● **Exercise goal**: Reproduce every line from the one containing "of the brown" through the end of the entries below, both ends included, keeping the requests as well. In the answers, multiply each x and y coordinate by 0.95 and round to whole numbers, with halves rounded up; write out only these lines.

● **Available data**:
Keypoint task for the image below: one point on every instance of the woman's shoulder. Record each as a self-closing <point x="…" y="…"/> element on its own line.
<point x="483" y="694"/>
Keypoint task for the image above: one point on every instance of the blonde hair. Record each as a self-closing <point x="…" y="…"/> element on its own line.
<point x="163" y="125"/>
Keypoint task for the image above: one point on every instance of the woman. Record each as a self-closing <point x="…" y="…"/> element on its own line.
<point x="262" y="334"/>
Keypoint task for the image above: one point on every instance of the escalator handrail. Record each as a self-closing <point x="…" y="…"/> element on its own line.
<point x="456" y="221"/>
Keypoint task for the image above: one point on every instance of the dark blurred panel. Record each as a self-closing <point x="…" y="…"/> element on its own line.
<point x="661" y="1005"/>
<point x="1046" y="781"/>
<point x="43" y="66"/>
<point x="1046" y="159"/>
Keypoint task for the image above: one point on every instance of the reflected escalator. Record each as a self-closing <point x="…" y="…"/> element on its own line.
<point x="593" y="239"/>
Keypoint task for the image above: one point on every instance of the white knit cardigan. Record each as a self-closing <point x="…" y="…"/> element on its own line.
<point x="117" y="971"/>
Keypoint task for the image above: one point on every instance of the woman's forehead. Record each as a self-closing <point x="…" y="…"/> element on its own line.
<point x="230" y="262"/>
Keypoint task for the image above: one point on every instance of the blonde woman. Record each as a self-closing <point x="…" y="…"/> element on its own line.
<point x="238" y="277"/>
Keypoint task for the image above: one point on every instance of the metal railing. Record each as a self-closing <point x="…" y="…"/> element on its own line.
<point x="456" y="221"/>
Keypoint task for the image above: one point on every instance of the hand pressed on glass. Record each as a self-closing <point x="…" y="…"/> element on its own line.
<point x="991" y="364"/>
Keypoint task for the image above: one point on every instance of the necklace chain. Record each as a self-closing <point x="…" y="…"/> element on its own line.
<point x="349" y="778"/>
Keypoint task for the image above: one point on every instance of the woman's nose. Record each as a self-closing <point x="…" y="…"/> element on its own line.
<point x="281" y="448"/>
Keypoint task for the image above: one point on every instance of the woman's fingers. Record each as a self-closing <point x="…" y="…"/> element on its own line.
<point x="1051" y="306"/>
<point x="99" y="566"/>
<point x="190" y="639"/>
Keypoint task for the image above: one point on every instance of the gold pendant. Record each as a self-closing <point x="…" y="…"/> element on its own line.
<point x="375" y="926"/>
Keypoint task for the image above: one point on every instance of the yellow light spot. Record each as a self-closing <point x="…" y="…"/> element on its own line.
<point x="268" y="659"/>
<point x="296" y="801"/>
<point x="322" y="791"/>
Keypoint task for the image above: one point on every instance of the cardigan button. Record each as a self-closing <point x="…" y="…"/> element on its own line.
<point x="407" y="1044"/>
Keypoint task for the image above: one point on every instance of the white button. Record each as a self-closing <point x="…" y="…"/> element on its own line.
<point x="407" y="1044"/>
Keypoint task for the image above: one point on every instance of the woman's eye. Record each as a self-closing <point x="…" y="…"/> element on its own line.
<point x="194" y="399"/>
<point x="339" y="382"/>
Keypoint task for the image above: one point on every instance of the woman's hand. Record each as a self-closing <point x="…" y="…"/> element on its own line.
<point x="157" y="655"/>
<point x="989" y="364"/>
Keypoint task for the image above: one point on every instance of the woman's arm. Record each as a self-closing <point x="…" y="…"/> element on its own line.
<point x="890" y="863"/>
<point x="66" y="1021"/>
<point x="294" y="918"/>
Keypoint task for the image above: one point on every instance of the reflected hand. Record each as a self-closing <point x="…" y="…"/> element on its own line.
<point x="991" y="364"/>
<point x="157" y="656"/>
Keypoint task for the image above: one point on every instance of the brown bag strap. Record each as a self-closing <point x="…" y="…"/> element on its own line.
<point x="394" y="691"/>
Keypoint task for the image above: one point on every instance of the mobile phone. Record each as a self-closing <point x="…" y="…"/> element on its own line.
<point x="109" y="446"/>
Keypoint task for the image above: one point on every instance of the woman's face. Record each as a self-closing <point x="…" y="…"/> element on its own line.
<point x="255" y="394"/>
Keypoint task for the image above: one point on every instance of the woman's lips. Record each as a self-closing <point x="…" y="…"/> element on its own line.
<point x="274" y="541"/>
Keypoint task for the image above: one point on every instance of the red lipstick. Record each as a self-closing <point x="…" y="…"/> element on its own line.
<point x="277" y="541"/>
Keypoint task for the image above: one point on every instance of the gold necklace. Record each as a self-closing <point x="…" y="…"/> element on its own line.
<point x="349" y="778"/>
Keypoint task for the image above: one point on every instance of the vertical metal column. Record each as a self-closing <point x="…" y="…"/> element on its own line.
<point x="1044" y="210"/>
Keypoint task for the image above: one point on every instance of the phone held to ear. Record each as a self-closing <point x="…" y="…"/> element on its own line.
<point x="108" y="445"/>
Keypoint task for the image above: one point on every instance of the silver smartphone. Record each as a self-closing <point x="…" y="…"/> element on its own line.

● **Response to this exercise**:
Keypoint task for the image above: one point on every instance of the brown bag strap. Record each as a self-closing <point x="…" y="…"/> element on its own line.
<point x="374" y="656"/>
Keypoint task for the image above: one point on every instance of the mobile phone. Record each as a self-closing <point x="…" y="…"/> element on its own line.
<point x="104" y="424"/>
Keypoint task for the image above: one point on every instance of the woman's face. Record each as a self-closing <point x="…" y="…"/> element on its own line.
<point x="242" y="374"/>
Keypoint task for the image above: one point on every instance of the woman's lips. Record each as a self-closing <point x="…" y="…"/> element on its own line.
<point x="260" y="514"/>
Keypoint task for the image above: one point on every instance of the red lipstick. Record each as a self-closing <point x="…" y="…"/> element on its own line.
<point x="263" y="514"/>
Keypoint task for the image above: one point on every instance of the gold necklace. Record each as a self-closing <point x="…" y="…"/> element on its own line.
<point x="332" y="739"/>
Keypoint task for the image above: one point on every instance of the vertical metal column. Record each as a self-closing <point x="…" y="…"/> element on its own line.
<point x="992" y="200"/>
Keypoint task for the image above: one point on every instance of the phone held to ear. Record each as a self-closing <point x="…" y="…"/> element on its own line.
<point x="103" y="423"/>
Keypoint task for the image above: one point on every instance of the silver smartphone. Record each as a self-closing <point x="…" y="…"/> element on its own line.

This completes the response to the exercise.